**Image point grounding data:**
* * * *

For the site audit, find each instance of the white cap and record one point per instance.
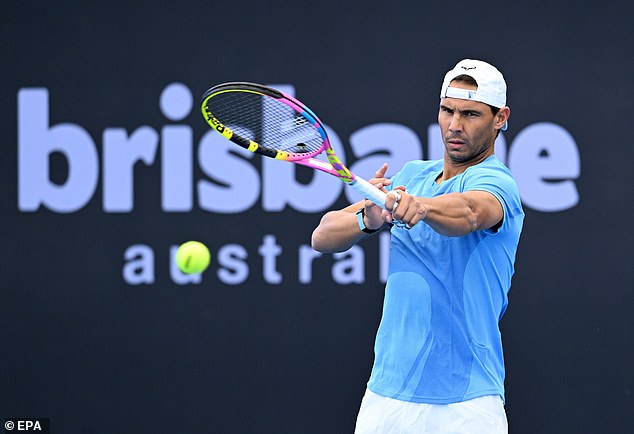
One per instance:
(491, 85)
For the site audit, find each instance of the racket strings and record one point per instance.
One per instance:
(267, 121)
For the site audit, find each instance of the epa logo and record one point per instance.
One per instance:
(40, 425)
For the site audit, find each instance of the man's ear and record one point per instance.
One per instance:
(502, 116)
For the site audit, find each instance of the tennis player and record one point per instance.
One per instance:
(455, 226)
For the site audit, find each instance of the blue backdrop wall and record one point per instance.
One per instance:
(108, 165)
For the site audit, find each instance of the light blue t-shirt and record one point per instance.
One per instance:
(439, 340)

* * * *

**Instructions for the task:**
Take every line above where "blue" appears and copy it.

**Answer box:**
For the site audit, find each instance of the blue backdrop wall and record one point per instance.
For the site audit, find each instance of the light blue t-shirt and record one point per instance.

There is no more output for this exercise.